Without skipping a line, reproduce the entries exactly.

* _Supplied data_
__________________________________________________

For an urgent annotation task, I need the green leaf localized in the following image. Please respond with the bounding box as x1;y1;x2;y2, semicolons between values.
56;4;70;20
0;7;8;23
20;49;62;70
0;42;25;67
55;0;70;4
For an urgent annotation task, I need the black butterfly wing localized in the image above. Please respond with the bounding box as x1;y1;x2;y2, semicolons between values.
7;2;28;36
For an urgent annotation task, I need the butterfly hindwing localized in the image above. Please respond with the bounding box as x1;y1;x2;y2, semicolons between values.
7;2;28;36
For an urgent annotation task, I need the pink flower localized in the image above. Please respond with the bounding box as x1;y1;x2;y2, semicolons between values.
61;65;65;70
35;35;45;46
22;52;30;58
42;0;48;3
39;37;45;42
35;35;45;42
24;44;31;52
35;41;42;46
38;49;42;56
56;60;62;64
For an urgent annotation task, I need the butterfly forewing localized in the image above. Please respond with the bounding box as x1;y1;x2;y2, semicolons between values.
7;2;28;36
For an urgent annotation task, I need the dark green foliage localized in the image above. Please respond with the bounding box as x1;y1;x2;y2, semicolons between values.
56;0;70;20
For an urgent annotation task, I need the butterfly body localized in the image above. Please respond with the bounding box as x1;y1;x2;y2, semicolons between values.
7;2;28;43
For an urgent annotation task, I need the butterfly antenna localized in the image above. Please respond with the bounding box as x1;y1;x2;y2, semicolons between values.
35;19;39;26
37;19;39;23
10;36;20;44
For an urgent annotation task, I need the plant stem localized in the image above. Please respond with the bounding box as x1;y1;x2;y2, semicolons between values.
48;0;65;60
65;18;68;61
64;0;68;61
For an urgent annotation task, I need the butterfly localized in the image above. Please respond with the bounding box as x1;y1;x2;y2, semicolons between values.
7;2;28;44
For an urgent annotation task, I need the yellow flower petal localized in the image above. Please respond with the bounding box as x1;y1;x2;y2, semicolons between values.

__________________________________________________

* _Written solution_
For an urgent annotation task, I need the green leaf localized in the following image. Please respond with the bounding box as x1;y1;x2;y2, semicolons between values.
56;4;70;20
0;7;8;23
20;49;62;70
0;42;25;67
55;0;70;4
For an urgent annotation task, I need the black butterfly wing localized in the image above. Please respond with the bounding box as x1;y1;x2;y2, semicolons between values.
7;2;28;36
For an urgent annotation task, I need the butterfly hindwing localized in the image above. Please respond with the bounding box as x1;y1;x2;y2, semicolons between values.
7;2;28;36
For an urgent annotation task, I need the pink flower localized in the image above. Please respond with the bounding box as x1;y1;x2;y2, semicolons between values.
61;65;65;70
35;35;45;46
22;52;30;58
42;0;48;3
39;37;45;42
35;35;45;42
24;44;31;52
35;41;42;46
38;49;42;56
56;60;62;64
For an urgent annotation task, I need the butterfly forewing localized in the image above. Please respond with the bounding box as x1;y1;x2;y2, semicolons between values.
7;2;28;36
For an urgent annotation task, I need the dark green foliage localized in the image above. Please respond with the bounding box as x1;y1;x2;y2, semicolons between values.
56;0;70;20
For an urgent annotation task, I need the butterfly body localized in the image above. Please respond with the bounding box as x1;y1;x2;y2, semicolons between values.
7;2;28;43
For an urgent annotation task, I need the butterfly antenna localized in the image above. Please respond with the bounding box as x1;y1;x2;y2, semicolons between values.
35;19;39;26
37;19;39;23
10;36;20;44
For an urgent annotation task, I need the plant stem localized in the image above. Please respond with the bounding box as x1;y1;x2;y2, semicolons between values.
48;0;65;60
65;18;68;61
64;0;68;61
For an urgent annotation task, I need the butterfly localized in the image above. Please respond with the bounding box as x1;y1;x2;y2, semicolons between values.
7;2;28;44
For an urgent annotation task, I need the yellow flower petal localized in the image above. Please respond with the bounding box as x1;y1;x2;y2, semicolons between values.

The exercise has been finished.